What is asked> Turn every line of the material below into a JSON list of strings, with one string for each line and blank lines left out.

Data provided>
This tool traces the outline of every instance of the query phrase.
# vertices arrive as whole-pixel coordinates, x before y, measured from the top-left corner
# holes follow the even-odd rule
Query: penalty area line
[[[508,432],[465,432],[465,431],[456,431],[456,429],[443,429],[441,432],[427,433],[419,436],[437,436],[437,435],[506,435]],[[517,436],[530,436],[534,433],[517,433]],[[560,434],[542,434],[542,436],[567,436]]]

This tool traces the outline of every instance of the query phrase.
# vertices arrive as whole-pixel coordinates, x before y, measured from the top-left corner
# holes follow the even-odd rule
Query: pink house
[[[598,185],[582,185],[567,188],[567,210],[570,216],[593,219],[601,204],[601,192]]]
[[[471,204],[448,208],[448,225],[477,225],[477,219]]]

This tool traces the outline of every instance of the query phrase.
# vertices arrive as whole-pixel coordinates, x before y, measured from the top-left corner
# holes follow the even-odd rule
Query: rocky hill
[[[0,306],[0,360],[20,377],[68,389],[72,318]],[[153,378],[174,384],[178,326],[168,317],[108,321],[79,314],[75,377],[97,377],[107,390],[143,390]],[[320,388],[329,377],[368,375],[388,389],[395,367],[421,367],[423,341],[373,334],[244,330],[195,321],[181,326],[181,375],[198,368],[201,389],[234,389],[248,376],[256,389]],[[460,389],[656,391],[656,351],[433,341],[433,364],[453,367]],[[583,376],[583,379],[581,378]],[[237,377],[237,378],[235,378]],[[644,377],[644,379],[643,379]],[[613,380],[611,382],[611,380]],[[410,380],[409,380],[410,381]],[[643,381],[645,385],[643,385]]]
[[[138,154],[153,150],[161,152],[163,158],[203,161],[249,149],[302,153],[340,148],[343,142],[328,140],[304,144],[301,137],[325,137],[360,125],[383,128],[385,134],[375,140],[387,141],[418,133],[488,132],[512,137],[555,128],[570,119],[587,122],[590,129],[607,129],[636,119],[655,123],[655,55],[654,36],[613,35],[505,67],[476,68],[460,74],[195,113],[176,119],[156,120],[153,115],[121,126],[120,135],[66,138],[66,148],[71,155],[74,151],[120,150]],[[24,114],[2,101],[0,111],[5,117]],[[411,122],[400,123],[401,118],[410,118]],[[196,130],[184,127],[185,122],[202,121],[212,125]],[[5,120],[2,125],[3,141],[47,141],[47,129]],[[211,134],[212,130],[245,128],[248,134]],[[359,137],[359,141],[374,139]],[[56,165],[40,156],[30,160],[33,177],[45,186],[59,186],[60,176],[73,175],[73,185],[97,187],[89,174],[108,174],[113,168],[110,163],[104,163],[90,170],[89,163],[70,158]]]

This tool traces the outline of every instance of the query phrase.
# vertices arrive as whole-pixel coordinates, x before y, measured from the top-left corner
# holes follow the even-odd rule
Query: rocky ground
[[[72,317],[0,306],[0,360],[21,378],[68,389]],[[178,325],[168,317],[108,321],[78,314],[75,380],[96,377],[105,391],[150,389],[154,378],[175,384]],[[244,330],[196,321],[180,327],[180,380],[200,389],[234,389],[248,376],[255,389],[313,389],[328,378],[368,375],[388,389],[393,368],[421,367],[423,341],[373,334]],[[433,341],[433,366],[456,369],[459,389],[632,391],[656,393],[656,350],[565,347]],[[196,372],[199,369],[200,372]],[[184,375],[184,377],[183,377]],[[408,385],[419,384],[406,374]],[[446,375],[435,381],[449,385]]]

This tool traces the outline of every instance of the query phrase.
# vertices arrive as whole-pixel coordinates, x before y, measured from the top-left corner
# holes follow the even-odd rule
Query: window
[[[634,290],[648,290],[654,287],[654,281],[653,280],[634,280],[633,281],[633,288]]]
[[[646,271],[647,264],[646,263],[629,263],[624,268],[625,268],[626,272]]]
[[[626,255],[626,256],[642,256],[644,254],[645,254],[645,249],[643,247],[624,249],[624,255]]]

Task response>
[
  "This tool traces the outline of every instance of the query phrase.",
  "# vertices arrive as whole-pixel coordinates, x before y, measured from the top-left corner",
  "# holes follow the even-odd rule",
  "Query: penalty area line",
  "[[[508,432],[465,432],[465,431],[456,431],[456,429],[443,429],[441,432],[427,433],[419,436],[437,436],[437,435],[506,435]],[[517,436],[530,436],[534,433],[517,433]],[[560,434],[542,434],[542,436],[567,436]]]",
  "This tool traces the outline of every instance of the query phrase.",
  "# vertices arrive as whole-pixel coordinates, x before y, measured from the top-left corner",
  "# holes follow the even-odd rule",
  "Query: pink house",
  "[[[598,185],[582,185],[567,188],[567,210],[570,216],[593,219],[601,204],[601,192]]]",
  "[[[471,204],[448,208],[448,225],[477,225],[477,219]]]",
  "This tool traces the outline of every instance of the query phrase.",
  "# vertices arrive as whole-pixel coordinates, x before y, measured from the top-left corner",
  "# holes follow the even-odd rule",
  "Query: rocky hill",
  "[[[0,306],[0,360],[20,377],[68,389],[72,318]],[[153,378],[174,384],[178,326],[168,317],[108,321],[79,314],[75,377],[97,377],[107,390],[143,390]],[[320,388],[329,377],[368,375],[388,389],[395,367],[421,367],[423,341],[373,334],[244,330],[195,321],[181,326],[181,375],[198,368],[201,389],[234,389],[248,376],[256,389]],[[460,389],[656,391],[656,351],[433,341],[433,364],[453,367]],[[583,376],[583,379],[581,378]],[[237,377],[237,378],[235,378]],[[644,377],[644,379],[643,379]],[[613,380],[611,382],[611,380]],[[410,380],[409,380],[410,381]],[[643,381],[645,385],[643,385]]]",
  "[[[138,154],[153,150],[161,152],[163,158],[203,161],[249,149],[302,153],[340,148],[343,142],[328,140],[304,144],[301,137],[325,137],[360,125],[383,128],[385,134],[375,140],[387,141],[418,133],[488,132],[512,137],[555,128],[570,119],[587,122],[590,129],[607,129],[636,119],[655,123],[655,55],[654,36],[613,35],[505,67],[476,68],[460,74],[195,113],[176,119],[156,120],[153,115],[121,126],[120,135],[66,138],[66,148],[71,155],[74,151],[120,150]],[[24,114],[2,101],[0,111],[5,117]],[[411,122],[400,123],[401,118],[410,118]],[[196,130],[184,127],[185,122],[202,121],[212,125]],[[5,120],[2,125],[3,141],[47,141],[47,129]],[[211,134],[212,130],[245,128],[248,134]],[[359,137],[359,141],[374,139]],[[56,165],[40,156],[30,160],[33,177],[45,186],[59,186],[60,176],[73,175],[73,185],[97,187],[89,174],[108,174],[113,168],[110,163],[104,163],[90,170],[89,163],[70,158]]]",
  "This tool traces the outline of every instance of the query phrase.",
  "# vertices arrive as whole-pixel coordinates, x before y, measured from the top-left corner",
  "# holes follow the even-odd rule",
  "Query: rocky ground",
  "[[[72,317],[0,306],[0,360],[21,378],[68,389]],[[178,325],[168,317],[108,321],[78,314],[75,380],[96,377],[105,391],[150,389],[154,378],[175,384]],[[244,330],[196,321],[180,327],[180,380],[200,389],[234,389],[248,376],[255,389],[313,389],[328,378],[368,375],[388,389],[393,368],[421,367],[423,341],[373,334]],[[433,341],[433,366],[456,369],[459,389],[632,391],[656,393],[656,350],[565,347]],[[196,372],[199,369],[200,372]],[[184,375],[184,377],[183,377]],[[408,385],[419,384],[406,374]],[[446,375],[435,381],[449,385]]]",
  "This tool traces the outline of every instance of the query phrase.",
  "# vertices arrive as whole-pixel coordinates, x before y, measured from the top-left corner",
  "# holes follow the even-odd rule",
  "Query: window",
  "[[[634,290],[648,290],[654,287],[654,281],[653,280],[634,280],[633,281],[633,288]]]",
  "[[[646,271],[647,264],[646,263],[629,263],[624,268],[625,268],[626,272]]]",
  "[[[626,255],[626,256],[642,256],[644,254],[645,254],[645,249],[643,247],[624,249],[624,255]]]"
]